## Court exercice 1
D'après le texte choisi, à quelle date les époux ont-ils introduit leur recours ?

## Texte choisi
Les époux…-…, dans leur mémoire en réplique, concluent au rejet des moyens d’irrecevabilité ainsi soulevés par le délégué du gouvernement, en faisant valoir que ces moyens seraient basés sur la prémisse erronée que leur recours aurait été introduit suite au silence gardé par le directeur pendant plus de six mois, sans que la partie étatique n’ait précisé la nature de la réclamation introduite. Ils donnent à considérer que le recours sous examen aurait été introduit en ce qu’ils auraient raisonnablement pu considérer que le directeur aurait refusé de faire droit à leur demande en restitution d’impôt du 12 juin 2015 par l’émission, le 9 septembre 2015, du bulletin de l’impôt sur le revenu rectificatif pour l’année 2011, du bulletin de l’impôt sur le revenu pour l’année 2014, ainsi que d’un extrait de compte ne modifiant pas l’impôt fixé pour les exercices 2012 et 2013. L’émission de ces actes traduirait, de façon médiate et implicite, le refus du directeur de faire droit à leur demande de remboursement du 12 juin 2015. Les époux…-… ajoutent finalement, d’une part, qu’au moment de l’introduction de leur recours le 10 décembre 2015, le délai de six mois à compter de leur demande de restitution du 12 juin 2015 n’aurait pas encore été épuisé, et, d’autre part, qu’une réclamation formelle contre le bulletin de l’impôt rectificatif émis le 9 septembre 2015 aurait été introduite auprès du directeur le 10 décembre 2015.

## Entrées extraites
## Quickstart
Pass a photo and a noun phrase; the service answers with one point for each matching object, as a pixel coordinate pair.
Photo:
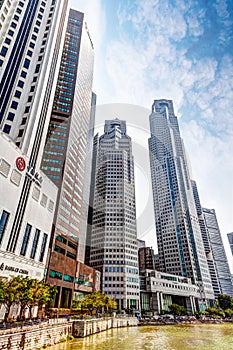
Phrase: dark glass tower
(219, 254)
(206, 240)
(65, 159)
(180, 245)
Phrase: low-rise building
(158, 290)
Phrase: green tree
(10, 293)
(228, 313)
(225, 301)
(96, 301)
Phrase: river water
(182, 337)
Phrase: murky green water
(201, 337)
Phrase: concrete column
(158, 303)
(161, 301)
(194, 304)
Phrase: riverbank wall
(57, 330)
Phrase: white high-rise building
(180, 245)
(31, 34)
(113, 240)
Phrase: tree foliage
(96, 301)
(225, 301)
(178, 310)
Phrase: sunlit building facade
(113, 243)
(31, 33)
(206, 241)
(219, 254)
(65, 159)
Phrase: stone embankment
(52, 332)
(162, 322)
(35, 336)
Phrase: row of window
(58, 275)
(3, 223)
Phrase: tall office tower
(65, 155)
(114, 236)
(230, 239)
(146, 258)
(180, 245)
(31, 33)
(219, 254)
(207, 244)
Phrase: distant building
(230, 239)
(141, 243)
(66, 156)
(207, 244)
(158, 290)
(146, 258)
(180, 245)
(219, 254)
(31, 33)
(113, 238)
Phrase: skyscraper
(180, 245)
(31, 33)
(65, 159)
(206, 240)
(219, 254)
(113, 248)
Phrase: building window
(60, 250)
(43, 247)
(20, 134)
(26, 63)
(10, 32)
(71, 255)
(61, 239)
(3, 222)
(34, 244)
(11, 116)
(72, 245)
(4, 51)
(14, 104)
(24, 121)
(25, 240)
(8, 41)
(21, 83)
(17, 93)
(7, 128)
(68, 278)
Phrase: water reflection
(211, 337)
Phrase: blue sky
(180, 50)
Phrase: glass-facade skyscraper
(65, 159)
(219, 254)
(31, 33)
(113, 238)
(180, 244)
(206, 240)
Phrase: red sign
(20, 163)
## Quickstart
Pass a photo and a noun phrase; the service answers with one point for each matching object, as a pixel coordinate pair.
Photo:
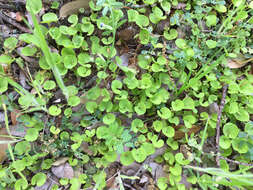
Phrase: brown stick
(235, 162)
(14, 23)
(223, 101)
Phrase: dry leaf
(73, 7)
(60, 161)
(63, 171)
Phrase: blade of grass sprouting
(48, 55)
(26, 93)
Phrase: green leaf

## Court exercice 2
Recopiez fidèlement les lignes des entrées, depuis celle qui contient "Phrase: skyscraper" jusqu'à la fin des entrées, bornes incluses, en omettant les images.

## Réponse écrite 1
Le 10 décembre 2015.

## Réponse écrite 2
Phrase: skyscraper
(180, 245)
(31, 33)
(65, 159)
(206, 240)
(219, 254)
(113, 248)
Phrase: building window
(60, 250)
(43, 247)
(20, 134)
(26, 63)
(10, 32)
(71, 255)
(61, 239)
(3, 222)
(34, 244)
(11, 116)
(72, 245)
(4, 51)
(14, 104)
(24, 121)
(25, 240)
(8, 41)
(21, 83)
(17, 93)
(7, 128)
(68, 278)
Phrase: water reflection
(211, 337)
Phrase: blue sky
(180, 50)
Phrase: glass-facade skyscraper
(65, 159)
(219, 254)
(31, 33)
(113, 238)
(180, 244)
(206, 240)
Phrase: red sign
(20, 163)
## Quickstart
Pass a photo and a noun phrase; the service answers with one point for each matching object, as a pixel coordinate pair.
Photo:
Phrase: brown stick
(235, 162)
(14, 23)
(223, 101)
Phrase: dry leaf
(73, 7)
(60, 161)
(63, 171)
Phrase: blade of grass sprouting
(48, 55)
(26, 93)
Phrase: green leaf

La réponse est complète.